» **ABOUT THIS EXERCISE**
Find each line below that includes "plant", then copy it.

» **EXTRACTED INFORMATION**
::::::
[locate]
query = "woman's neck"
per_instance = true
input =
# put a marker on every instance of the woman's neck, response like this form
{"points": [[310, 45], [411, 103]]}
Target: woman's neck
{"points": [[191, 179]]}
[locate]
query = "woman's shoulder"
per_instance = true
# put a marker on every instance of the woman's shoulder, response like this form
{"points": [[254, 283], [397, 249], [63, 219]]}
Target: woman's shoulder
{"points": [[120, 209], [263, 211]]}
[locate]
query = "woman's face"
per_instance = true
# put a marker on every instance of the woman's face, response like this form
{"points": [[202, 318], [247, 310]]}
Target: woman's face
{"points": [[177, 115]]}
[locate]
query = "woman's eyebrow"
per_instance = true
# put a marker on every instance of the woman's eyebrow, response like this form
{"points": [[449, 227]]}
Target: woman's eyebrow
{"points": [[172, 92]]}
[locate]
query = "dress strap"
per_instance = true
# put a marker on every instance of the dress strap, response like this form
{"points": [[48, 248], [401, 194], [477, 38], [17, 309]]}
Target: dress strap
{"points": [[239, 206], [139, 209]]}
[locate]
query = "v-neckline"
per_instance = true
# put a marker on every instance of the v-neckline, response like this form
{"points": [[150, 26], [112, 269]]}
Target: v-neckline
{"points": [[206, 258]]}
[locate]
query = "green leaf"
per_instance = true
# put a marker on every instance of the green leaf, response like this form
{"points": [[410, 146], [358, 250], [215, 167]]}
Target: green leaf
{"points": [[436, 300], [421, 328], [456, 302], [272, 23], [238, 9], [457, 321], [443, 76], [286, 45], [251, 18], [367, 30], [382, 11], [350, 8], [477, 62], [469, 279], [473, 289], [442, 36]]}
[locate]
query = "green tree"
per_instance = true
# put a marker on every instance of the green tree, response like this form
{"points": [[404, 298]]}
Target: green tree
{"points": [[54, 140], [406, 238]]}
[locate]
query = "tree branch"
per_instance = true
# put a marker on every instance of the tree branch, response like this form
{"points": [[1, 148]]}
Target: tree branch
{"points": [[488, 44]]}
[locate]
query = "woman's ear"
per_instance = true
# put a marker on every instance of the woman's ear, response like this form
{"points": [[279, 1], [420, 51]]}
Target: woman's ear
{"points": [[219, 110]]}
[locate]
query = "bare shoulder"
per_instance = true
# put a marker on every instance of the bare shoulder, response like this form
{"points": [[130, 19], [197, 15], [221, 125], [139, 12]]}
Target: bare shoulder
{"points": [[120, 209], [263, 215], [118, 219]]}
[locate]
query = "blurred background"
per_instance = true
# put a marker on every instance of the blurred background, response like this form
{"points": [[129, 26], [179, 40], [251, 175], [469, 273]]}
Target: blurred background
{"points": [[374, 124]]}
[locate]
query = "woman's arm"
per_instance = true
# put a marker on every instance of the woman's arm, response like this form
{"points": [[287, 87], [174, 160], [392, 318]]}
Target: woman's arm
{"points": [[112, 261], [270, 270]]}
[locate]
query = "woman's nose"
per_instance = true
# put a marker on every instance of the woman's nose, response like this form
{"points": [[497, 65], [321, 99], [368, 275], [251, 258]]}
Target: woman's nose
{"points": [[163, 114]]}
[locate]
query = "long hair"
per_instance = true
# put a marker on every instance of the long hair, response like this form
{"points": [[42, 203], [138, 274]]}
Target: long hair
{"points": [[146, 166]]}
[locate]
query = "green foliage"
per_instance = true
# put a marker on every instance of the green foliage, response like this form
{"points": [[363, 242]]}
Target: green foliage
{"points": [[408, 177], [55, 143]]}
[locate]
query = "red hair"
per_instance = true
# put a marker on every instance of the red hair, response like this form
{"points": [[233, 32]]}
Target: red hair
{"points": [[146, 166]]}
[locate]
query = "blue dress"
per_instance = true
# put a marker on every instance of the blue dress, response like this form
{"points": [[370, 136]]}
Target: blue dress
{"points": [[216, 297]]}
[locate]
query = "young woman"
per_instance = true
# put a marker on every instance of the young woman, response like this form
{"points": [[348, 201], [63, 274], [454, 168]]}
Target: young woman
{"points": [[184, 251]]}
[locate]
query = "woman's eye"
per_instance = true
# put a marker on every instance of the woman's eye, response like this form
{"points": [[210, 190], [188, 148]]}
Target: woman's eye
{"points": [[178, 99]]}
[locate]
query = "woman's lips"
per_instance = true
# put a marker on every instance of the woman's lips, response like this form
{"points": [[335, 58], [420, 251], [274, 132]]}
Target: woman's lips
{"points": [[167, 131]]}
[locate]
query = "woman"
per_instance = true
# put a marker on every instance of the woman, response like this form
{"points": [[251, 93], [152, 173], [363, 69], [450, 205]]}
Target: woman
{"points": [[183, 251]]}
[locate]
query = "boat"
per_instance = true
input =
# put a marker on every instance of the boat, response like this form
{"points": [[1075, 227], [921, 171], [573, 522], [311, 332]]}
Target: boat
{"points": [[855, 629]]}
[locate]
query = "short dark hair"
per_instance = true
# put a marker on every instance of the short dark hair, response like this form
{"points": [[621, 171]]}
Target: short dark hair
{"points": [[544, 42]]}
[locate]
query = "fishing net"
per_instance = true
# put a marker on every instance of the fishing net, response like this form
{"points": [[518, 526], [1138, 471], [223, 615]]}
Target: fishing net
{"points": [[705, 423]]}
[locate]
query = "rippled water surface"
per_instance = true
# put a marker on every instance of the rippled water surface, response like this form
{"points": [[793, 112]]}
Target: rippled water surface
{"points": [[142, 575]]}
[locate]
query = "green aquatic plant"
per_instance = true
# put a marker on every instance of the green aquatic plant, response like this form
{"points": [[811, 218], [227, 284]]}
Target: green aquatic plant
::::::
» **ANSWER AREA**
query = "green aquatic plant"
# put a marker on every instance of the green aquatic plant, response like this form
Target: green aquatic plant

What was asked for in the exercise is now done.